Work instructions: Quote the forum thread about slow rpart training in mlr in full, word for word.

+++ Excerpt to read +++

0

I have a classification task that I managed to train with mlr package using LDA ("classif.lda") in a few seconds. However when I trained it using "classif.rpart" the training never ended.

Is there any different setup to be done for the different methods?

My training data here if needed to replicate the problem. I tried to train it simply with

pred.bin.task <- makeClassifTask(id="CountyCrime", data=dftrain, target="count.bins")
train("classif.rpart", pred.bin.task)
Ricky
  • 4,616
  • 6
  • 42
  • 72

1 Answers1

0

In general, you don't need to change anything about the setup when switching learners -- one of the main points of mlr is to make this easy! This does not mean that it'll always work though, as different learning methods do different things under the hood.

It looks like in this particular case the model simply takes a long time to train, so you probably didn't wait long enough for it to complete. You have quite a large data frame.

Looking at your data, you seem to have an interval of values in count.bins. This is treated as a factor by R (i.e. intervals are only the same if the string matches completely), which is probably not what you want here. You could encode start and end as separate (numerical) features.

+++ Data rows +++

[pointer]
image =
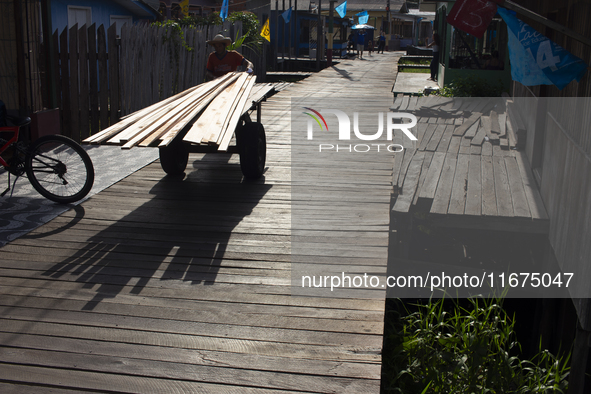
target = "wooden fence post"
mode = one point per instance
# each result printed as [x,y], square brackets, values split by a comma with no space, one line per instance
[103,78]
[74,92]
[93,80]
[84,93]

+++

Complete response:
0

I have a classification task that I managed to train with mlr package using LDA ("classif.lda") in a few seconds. However when I trained it using "classif.rpart" the training never ended.

Is there any different setup to be done for the different methods?

My training data here if needed to replicate the problem. I tried to train it simply with

pred.bin.task <- makeClassifTask(id="CountyCrime", data=dftrain, target="count.bins")
train("classif.rpart", pred.bin.task)
Ricky
  • 4,616
  • 6
  • 42
  • 72

1 Answers1

0

In general, you don't need to change anything about the setup when switching learners -- one of the main points of mlr is to make this easy! This does not mean that it'll always work though, as different learning methods do different things under the hood.

It looks like in this particular case the model simply takes a long time to train, so you probably didn't wait long enough for it to complete. You have quite a large data frame.

Looking at your data, you seem to have an interval of values in count.bins. This is treated as a factor by R (i.e. intervals are only the same if the string matches completely), which is probably not what you want here. You could encode start and end as separate (numerical) features.